+++ SOURCE EXCERPT +++
Works of Johann Wolfgang von Goethe
Page 385
Such humorous acts of daring, brought on the theatre with wit and sense, are of the greatest effect. They are distinguished from intrigue, inasmuch as they are momentary, and that their aim, whenever they are to have one, must not be remote. Beaumarchais has seized their full value, and the effects of his “Figaro” spring pre-eminently from this. Whereas such good-humored roguish and half-knavish pranks are practised with personal risk for noble ends, the situations which arise from them are aesthetically and morally considered of the greatest value for the theatre; as, for instance, the opera of “The Water-Carrier” treats perhaps the happiest subject which we have ever yet seen upon the stage.
To enliven the extreme tedium of daily life, I played off numberless tricks of the sort, partly without any aim at all, partly in the service of my friends, whom I liked to please. For myself, I could not say that I had once acted in this designedly, nor did I ever happen to consider a feat of the kind as a subject for art. Had I, however, seized upon and elaborated such materials, which were so close at hand, my earliest labors would have been more cheerful and available. Some incidents of this kind occur indeed later, but isolated and without design. For since the heart always lies nearer to us than the head, and gives us trouble, whereas the latter knows how to set matters to rights, the affairs of the heart had always appeared to me as the most important. I was never weary of reflecting upon the transient nature of attachments, the mutability of human character, moral sensuality, and all the heights and depths, the combination of which in our nature may be considered as the riddle of human life. Here, too, I sought to get rid of that which troubled me, in a song, an epigram, in some kind of rhyme; which, since they referred to the most private feelings and the most peculiar circumstances, could scarcely interest any one but myself.
+++ ROWS +++
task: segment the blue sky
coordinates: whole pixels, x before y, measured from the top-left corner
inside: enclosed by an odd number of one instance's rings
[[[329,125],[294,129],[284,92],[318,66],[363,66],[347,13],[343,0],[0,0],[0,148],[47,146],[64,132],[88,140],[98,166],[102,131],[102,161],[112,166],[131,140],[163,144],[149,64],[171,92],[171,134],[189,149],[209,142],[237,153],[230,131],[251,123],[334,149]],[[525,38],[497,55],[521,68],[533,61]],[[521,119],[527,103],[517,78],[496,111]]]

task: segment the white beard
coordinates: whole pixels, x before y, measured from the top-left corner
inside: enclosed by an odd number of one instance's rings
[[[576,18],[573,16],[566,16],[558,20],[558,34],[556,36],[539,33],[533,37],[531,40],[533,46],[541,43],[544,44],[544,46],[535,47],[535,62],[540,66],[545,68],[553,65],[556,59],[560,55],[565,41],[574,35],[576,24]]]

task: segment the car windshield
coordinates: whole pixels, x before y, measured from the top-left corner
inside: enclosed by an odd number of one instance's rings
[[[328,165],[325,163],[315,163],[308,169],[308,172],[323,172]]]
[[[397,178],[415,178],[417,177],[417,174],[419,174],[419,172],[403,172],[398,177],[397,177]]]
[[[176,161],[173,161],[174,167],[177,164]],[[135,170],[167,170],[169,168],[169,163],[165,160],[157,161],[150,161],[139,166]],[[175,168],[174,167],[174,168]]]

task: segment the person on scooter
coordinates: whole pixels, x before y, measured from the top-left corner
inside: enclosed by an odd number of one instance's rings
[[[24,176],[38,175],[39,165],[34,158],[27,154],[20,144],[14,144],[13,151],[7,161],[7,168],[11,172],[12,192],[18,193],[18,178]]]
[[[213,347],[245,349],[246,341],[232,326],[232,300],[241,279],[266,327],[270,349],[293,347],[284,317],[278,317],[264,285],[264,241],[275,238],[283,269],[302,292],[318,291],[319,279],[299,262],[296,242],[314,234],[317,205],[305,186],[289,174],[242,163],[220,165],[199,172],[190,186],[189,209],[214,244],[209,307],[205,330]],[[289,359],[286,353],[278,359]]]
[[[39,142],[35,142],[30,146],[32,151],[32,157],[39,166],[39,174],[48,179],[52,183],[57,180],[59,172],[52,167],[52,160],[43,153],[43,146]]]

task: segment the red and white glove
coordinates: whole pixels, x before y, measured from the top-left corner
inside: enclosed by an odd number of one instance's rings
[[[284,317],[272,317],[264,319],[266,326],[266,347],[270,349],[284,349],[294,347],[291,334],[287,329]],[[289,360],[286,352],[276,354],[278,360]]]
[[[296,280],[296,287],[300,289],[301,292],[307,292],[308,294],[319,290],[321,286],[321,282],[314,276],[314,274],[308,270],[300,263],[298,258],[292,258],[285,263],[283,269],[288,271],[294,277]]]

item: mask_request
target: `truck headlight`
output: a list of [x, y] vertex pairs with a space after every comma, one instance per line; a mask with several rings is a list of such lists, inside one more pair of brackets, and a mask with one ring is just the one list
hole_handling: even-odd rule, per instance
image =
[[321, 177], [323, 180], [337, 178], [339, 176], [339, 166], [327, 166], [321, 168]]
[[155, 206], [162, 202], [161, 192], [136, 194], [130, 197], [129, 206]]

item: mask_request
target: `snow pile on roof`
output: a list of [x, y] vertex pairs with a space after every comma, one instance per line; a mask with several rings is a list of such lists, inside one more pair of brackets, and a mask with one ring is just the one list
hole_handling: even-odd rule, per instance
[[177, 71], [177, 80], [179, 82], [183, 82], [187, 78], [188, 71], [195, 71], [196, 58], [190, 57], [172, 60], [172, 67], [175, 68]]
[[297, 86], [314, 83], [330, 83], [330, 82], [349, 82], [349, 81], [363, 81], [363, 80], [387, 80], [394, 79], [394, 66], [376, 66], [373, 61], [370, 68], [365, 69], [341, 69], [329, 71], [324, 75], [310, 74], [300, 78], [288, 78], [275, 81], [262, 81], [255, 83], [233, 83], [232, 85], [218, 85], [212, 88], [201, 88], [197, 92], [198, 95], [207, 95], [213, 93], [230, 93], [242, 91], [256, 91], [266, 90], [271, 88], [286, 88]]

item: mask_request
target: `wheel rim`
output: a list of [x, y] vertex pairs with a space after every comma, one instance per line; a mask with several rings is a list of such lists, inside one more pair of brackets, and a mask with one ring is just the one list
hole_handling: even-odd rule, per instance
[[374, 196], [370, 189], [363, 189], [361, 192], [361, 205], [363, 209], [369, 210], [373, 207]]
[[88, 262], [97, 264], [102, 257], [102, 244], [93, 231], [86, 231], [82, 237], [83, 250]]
+++
Output the text of the Goethe passage from "Works of Johann" to "upon the stage.", unchanged. Use only the Goethe passage to complete what comes next.

*ANSWER TO THIS TASK*.
Works of Johann Wolfgang von Goethe
Page 385
Such humorous acts of daring, brought on the theatre with wit and sense, are of the greatest effect. They are distinguished from intrigue, inasmuch as they are momentary, and that their aim, whenever they are to have one, must not be remote. Beaumarchais has seized their full value, and the effects of his “Figaro” spring pre-eminently from this. Whereas such good-humored roguish and half-knavish pranks are practised with personal risk for noble ends, the situations which arise from them are aesthetically and morally considered of the greatest value for the theatre; as, for instance, the opera of “The Water-Carrier” treats perhaps the happiest subject which we have ever yet seen upon the stage.